> **Problem description**
Copy out all the records exactly.
#### The records
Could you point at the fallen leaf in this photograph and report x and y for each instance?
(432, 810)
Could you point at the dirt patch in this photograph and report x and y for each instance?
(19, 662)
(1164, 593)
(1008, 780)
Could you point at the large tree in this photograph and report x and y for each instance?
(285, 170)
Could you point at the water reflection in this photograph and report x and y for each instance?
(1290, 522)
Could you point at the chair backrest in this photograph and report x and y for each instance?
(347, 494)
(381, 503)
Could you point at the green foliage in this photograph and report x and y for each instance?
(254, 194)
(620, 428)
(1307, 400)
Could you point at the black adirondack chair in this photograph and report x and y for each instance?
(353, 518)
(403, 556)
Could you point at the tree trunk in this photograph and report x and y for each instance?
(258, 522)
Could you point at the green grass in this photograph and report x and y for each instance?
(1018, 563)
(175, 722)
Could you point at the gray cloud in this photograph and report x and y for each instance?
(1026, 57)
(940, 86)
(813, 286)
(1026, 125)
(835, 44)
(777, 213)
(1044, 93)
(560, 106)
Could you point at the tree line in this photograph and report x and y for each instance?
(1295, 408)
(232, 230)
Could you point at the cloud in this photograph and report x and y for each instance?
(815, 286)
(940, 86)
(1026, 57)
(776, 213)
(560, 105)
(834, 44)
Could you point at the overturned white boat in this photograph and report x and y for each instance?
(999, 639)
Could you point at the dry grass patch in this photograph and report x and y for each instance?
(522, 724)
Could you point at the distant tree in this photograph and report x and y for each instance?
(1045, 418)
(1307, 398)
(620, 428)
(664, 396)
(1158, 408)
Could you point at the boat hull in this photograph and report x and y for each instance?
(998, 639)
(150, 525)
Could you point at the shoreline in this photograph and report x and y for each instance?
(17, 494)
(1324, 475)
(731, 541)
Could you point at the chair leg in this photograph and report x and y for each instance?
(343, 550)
########
> **Solution**
Could you point at the fallen leaf in this photograph and report x and y for each instance?
(432, 810)
Could you point at the dirt patch in this photograph and report x and y for each instance?
(19, 662)
(1164, 593)
(1008, 780)
Could you point at the large tree in this photograph and report x and y for each instance?
(285, 170)
Could you point at the water reflection in this photograph and report x and y for each instance?
(1290, 522)
Could you point at the chair backrest in this photograph and report x and y for each instance?
(347, 494)
(381, 503)
Could you point at the green foliage in this photograph and report x and y for each instance?
(254, 194)
(620, 428)
(1307, 400)
Could you point at the black adirondack chair in this photograph and report x and y for each instance?
(353, 518)
(403, 556)
Could you point at the tree trunk in this photograph and report x and y for each instance?
(258, 522)
Could you point at the green grass in this photograph and report x and y for each instance?
(1018, 563)
(175, 722)
Could you point at the gray cloud in this photograph and report x and y for each instance?
(1026, 57)
(940, 86)
(813, 286)
(1026, 125)
(835, 44)
(777, 213)
(1044, 93)
(560, 106)
Could you point at the tree line in this photograph and report x and y for each instance?
(1295, 408)
(232, 230)
Could you point at the cloud in this photograph and report x and y for each instance?
(815, 286)
(940, 86)
(1026, 57)
(776, 213)
(560, 105)
(834, 44)
Could you point at the overturned white boat in this photograph and report x and y for each instance?
(999, 639)
Could you point at the dry grass patch in this photograph and report x and y for each instance?
(522, 724)
Could you point at the distant tree in this photograph and report x and y for each instance?
(1045, 418)
(1307, 398)
(620, 428)
(664, 396)
(1158, 408)
Could you point at the boat hull in this photograph and report x and y for each instance?
(998, 639)
(150, 525)
Could you point at the shoreline in this photograph and report x and y for each instance?
(17, 494)
(1324, 475)
(731, 541)
Could you point at the chair leg in this photograph and report x and y for each instance?
(343, 550)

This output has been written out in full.